▶ 原文抜粋
---

ガスコンロの場合は都市ガスかプロパン。IHクッキングヒーターや電子レンジなら電気。「料理に必要な燃料は?」と聞かれたら、たいていの人はそう答えるでしょう。ウチはBBQばっかりしてるから炭。というケースは日本では少ないと思います。

ところが、世界的にみると調理には膨大な量の薪が使われています。国連食糧農業機関(FAO)によれば、2011年に生産された木材は30億立法メートルで、そのうちの実に49%(※)が薪として使われています。世界中で建物や家具をつくる量と同じだけの木材が、暖房兼調理用の燃料として毎年使われているのです。

西アフリカに位置するマリ共和国も、調理用に薪炭を使う地域のひとつです。都市部の急激な人口増加にともなって周辺の森林は急速に減り、薪の価格はここ数年で1.5倍になりました。南部のファナ地域は年間降水量1,200ミリと、木が生育する環境ではあるのですが、育つよりも多く伐採してしまっているのが現状です。

そんなマリ共和国で、「里山づくり」の方法論によって森林を取り戻そうと活動しているNPOが、特定非営利活動法人サヘルの森です。

都市に運ぶためローカル市場に集められた薪

サヘルの森の発足は1987年にまで遡ります。干ばつによる飢餓の危機がなんとか去った後の、生活再建支援が活動のスタートでした。「里山づくり」も、生活安定と緑化の両立を目指して考え出されたものです。

その方法は、ひとことで言ってしまうと「農地に有用な木を植える」ことです。

『星の王子さま』に登場する木として知られるバオバブは、栄養価の高い果実が獲れるだけでなく、葉は主食のソースに、樹皮はロープにと、さまざまに活用することができます。バオバブやカシューナッツ、あるいはユーカリやカイセドラなどの木を空いている土地に植えれば、食品や建材として販売することができ、農家にとっては新たな収入源の獲得に繋がるのです。

「わざわざ木を植えなくても、すべて畑にすればいいのでは?」と疑問に思うかもしれません。しかし、里山化には多くのメリットがあると、サヘルの森 運営委員の榎本肇氏は言います。

「たしかに枝葉が日を遮ることによって、生産性が落ちてしまうことはあります。しかし、激しい雨も遮ってくれるので、アフリカの貧しい土壌が雨期に流出してしまうことが避けられるようになります。また、木々に宿を借りた動物たちのフンや落ち葉は、そのまま肥料として土を豊かにします。さらに、一年生作物に比べれば木は丈夫なので、悪天候で畑の収量がガタ落ちしても、木からの収穫で生活をしのぐことができます」

日本の里山では、木々を材料に、枝を燃料に、草を飼料に、果実を食料に、葉を肥料にと、森と畑をハイブリッドに使いこなしていました。この考え方は、言わば投資でポートフォリオを組むようなものです。短期的に見ればぜんぶを畑にしたほうが収量は上がりますが、中長期的にみると土地がどんどん痩せ細り、凶作になれば一巻の終わりです。どんな状況になっても暮らしを安定させるための「資産運用」の知恵が里山の思想だったのです。

---

▶ ポインティングデータセットの行
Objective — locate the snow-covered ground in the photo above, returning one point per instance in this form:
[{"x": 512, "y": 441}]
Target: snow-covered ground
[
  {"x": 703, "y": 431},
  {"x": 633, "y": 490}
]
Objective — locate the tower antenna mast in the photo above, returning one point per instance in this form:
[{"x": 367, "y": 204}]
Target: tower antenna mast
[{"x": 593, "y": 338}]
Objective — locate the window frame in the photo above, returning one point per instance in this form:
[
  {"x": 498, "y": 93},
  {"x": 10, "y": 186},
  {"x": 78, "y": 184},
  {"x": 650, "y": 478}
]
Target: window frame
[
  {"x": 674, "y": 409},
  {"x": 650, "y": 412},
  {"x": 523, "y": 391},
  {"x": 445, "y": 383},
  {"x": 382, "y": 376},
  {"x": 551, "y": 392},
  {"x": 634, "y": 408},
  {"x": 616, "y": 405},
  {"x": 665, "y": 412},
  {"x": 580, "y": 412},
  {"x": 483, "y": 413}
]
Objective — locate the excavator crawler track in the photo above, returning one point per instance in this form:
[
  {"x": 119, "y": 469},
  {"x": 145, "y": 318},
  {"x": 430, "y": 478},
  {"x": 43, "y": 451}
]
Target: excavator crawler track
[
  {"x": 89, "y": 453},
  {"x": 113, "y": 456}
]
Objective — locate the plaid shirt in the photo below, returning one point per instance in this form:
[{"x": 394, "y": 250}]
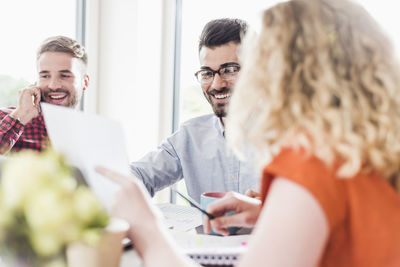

---

▶ 練習問題
[1] 本文について、次の問いに答えてください。
(a) FAOによれば、2011年に生産された木材のうち何%が薪として使われていますか。
(b) マリ共和国では、薪の価格がここ数年で何倍になりましたか。
(c) サヘルの森が発足したのは何年ですか。
[2] 本文の「その方法は、ひとことで言ってしまうと「農地に有用な木を植える」ことです。」から「恵が里山の思想だったのです。」までの箇所を、一字一句変えずに書き写してください。
行の情報は使わず、本文だけを根拠にしてください。

▶ 各問の解答
[1]
(a) 49%
(b) 1.5倍
(c) 1987年

[2]
その方法は、ひとことで言ってしまうと「農地に有用な木を植える」ことです。

『星の王子さま』に登場する木として知られるバオバブは、栄養価の高い果実が獲れるだけでなく、葉は主食のソースに、樹皮はロープにと、さまざまに活用することができます。バオバブやカシューナッツ、あるいはユーカリやカイセドラなどの木を空いている土地に植えれば、食品や建材として販売することができ、農家にとっては新たな収入源の獲得に繋がるのです。

「わざわざ木を植えなくても、すべて畑にすればいいのでは?」と疑問に思うかもしれません。しかし、里山化には多くのメリットがあると、サヘルの森 運営委員の榎本肇氏は言います。

「たしかに枝葉が日を遮ることによって、生産性が落ちてしまうことはあります。しかし、激しい雨も遮ってくれるので、アフリカの貧しい土壌が雨期に流出してしまうことが避けられるようになります。また、木々に宿を借りた動物たちのフンや落ち葉は、そのまま肥料として土を豊かにします。さらに、一年生作物に比べれば木は丈夫なので、悪天候で畑の収量がガタ落ちしても、木からの収穫で生活をしのぐことができます」

日本の里山では、木々を材料に、枝を燃料に、草を飼料に、果実を食料に、葉を肥料にと、森と畑をハイブリッドに使いこなしていました。この考え方は、言わば投資でポートフォリオを組むようなものです。短期的に見ればぜんぶを畑にしたほうが収量は上がりますが、中長期的にみると土地がどんどん痩せ細り、凶作になれば一巻の終わりです。どんな状況になっても暮らしを安定させるための「資産運用」の知恵が里山の思想だったのです。